### 取り組む課題
合同シンポジウムについての文章を読み、次の問いに答えよ。
1. シンポジウムはどこで行われたか。
2. 当日参加したのはおよそ何名か。
3. 高橋英登日歯会長が「我々の目標」として挙げたことは何か。

日本医師会は6月3日、4月6日に開催した日本医師会・日本歯科医師会合同シンポジウム「健康長寿に必要なこと―知って欲しい! お口の重要性」の動画を、公式YouTubeチャンネルで公開した。
日本歯科医師会との初の合同開催となった本シンポジウムは、国民に医科、歯科両面の観点から早期の予防と対策の必要性を認識してもらうとともに、医科歯科連携について知ってもらうことで、健康長寿の実現に役立ててもらうことを目的として、日本医師会館大講堂で行ったものである。当日は、約1600名にも及ぶ応募者の中から抽選で選ばれた約470名が参加した。
冒頭、ビデオメッセージであいさつを行った松本吉郎会長は、口腔機能の低下が全身の健康に大きな影響を与えることが明らかとなってきたことを踏まえて今回のシンポジウムを開催したと説明。今後も国民の健康を守るため、医科歯科連携を更に進めていく考えを示した。
続いてあいさつした高橋英登日歯会長は、「元気で働くことができる高齢者を増やし、最期までおいしく食事をしてもらうことが我々の目標だ」と述べるとともに、参加者に対して、健康で長生きするためにもぜひ、このシンポジウムで知識を深めていってもらいたいとした。
その後は、四つの講演が行われた。

### 情報
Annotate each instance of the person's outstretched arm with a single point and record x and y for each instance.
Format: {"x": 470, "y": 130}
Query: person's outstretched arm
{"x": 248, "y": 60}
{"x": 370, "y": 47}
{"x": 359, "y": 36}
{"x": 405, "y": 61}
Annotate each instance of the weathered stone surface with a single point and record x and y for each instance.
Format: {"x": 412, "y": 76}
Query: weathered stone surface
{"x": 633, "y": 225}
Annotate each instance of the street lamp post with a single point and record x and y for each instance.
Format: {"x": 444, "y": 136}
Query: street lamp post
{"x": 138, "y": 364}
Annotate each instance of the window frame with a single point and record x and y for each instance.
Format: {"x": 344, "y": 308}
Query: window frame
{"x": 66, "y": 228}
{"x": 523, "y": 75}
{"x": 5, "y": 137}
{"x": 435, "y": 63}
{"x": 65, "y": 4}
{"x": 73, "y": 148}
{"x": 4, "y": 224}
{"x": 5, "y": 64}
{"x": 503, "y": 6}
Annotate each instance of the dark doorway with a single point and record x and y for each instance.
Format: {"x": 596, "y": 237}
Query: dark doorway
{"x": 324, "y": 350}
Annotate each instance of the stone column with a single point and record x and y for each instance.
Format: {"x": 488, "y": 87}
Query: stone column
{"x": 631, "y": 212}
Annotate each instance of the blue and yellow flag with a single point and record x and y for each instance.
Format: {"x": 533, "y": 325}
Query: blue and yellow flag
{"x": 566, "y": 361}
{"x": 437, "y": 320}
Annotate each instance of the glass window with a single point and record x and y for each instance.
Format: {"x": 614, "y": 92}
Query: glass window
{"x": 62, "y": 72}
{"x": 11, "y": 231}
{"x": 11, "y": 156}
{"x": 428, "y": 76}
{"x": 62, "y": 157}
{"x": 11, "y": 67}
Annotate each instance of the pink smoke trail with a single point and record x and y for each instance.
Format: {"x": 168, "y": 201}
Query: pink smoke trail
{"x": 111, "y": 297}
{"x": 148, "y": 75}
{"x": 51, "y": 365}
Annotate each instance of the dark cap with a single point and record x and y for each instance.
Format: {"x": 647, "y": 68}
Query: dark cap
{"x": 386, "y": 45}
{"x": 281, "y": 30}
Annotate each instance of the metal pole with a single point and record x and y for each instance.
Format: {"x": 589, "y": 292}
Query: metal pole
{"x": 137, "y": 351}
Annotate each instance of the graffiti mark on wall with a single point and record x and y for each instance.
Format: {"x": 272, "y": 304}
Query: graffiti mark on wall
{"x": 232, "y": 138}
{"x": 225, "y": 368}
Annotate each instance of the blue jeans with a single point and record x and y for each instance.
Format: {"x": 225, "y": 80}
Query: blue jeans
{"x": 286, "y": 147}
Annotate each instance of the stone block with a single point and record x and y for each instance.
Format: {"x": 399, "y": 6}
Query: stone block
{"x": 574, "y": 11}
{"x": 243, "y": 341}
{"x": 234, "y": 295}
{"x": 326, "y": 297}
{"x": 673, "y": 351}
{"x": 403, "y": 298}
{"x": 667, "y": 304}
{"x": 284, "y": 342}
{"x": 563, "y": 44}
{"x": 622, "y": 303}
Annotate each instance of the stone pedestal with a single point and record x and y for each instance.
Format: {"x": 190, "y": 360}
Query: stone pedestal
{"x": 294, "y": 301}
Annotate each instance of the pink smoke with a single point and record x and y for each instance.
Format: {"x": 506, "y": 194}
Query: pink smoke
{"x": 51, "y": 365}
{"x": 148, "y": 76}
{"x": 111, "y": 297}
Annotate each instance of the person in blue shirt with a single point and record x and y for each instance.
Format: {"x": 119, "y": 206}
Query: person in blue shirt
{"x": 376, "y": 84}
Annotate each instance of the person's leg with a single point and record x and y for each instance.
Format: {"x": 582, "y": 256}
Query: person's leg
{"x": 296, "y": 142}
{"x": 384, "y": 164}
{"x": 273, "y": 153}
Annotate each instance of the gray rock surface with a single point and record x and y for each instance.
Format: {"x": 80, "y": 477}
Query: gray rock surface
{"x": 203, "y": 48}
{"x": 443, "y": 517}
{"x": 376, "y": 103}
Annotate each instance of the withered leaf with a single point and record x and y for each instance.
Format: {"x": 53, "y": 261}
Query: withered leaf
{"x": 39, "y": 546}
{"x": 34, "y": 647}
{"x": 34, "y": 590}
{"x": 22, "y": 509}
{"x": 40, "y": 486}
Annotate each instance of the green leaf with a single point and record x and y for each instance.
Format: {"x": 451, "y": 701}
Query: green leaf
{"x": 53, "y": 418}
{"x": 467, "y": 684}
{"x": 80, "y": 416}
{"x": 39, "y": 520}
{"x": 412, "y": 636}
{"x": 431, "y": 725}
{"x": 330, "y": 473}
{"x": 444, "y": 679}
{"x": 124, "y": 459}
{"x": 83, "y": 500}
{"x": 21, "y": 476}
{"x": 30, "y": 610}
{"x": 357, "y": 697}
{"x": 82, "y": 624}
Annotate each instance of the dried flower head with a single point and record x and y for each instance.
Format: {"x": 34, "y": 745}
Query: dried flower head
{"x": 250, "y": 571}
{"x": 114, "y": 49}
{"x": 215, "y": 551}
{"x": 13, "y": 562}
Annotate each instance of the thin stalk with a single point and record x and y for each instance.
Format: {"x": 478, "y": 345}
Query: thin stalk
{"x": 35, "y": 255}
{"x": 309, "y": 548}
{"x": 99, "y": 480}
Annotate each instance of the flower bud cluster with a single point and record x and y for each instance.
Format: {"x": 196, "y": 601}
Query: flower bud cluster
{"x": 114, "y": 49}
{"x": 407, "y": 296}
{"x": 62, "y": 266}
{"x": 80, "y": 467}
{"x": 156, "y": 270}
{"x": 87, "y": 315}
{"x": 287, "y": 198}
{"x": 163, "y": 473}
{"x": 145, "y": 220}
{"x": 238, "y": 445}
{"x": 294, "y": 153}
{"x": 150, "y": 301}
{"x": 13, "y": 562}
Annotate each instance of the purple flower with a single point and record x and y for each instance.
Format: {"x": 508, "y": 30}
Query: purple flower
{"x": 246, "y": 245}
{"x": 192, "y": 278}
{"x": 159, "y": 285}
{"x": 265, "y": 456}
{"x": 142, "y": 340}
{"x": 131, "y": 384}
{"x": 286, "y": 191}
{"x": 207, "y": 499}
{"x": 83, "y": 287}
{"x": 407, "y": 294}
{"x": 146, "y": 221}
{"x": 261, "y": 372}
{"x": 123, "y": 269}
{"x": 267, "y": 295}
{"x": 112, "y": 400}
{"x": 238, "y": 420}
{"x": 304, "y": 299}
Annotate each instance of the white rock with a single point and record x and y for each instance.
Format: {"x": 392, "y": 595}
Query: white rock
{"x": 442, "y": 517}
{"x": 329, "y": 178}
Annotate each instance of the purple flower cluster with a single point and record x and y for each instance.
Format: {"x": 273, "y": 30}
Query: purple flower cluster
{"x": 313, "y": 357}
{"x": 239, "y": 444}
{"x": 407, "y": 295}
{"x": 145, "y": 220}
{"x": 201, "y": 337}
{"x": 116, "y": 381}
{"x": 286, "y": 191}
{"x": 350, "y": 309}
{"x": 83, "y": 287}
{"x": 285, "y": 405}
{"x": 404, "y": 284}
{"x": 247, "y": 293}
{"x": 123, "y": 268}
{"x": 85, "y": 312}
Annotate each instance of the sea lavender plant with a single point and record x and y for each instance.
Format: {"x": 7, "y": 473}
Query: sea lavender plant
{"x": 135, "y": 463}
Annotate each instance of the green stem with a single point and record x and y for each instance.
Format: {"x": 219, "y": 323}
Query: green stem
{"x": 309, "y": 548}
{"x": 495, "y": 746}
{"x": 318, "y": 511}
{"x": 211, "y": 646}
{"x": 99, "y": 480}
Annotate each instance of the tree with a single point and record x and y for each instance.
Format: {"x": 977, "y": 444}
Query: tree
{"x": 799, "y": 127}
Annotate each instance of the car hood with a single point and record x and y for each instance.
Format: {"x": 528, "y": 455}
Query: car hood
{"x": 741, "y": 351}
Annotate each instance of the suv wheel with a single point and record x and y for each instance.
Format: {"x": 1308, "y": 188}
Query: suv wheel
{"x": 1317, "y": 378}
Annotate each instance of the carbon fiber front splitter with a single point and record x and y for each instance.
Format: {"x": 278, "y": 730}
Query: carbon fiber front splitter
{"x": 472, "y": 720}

### 結果
1. 日本医師会館大講堂
2. 約470名
3. 元気で働くことができる高齢者を増やし、最期までおいしく食事をしてもらうこと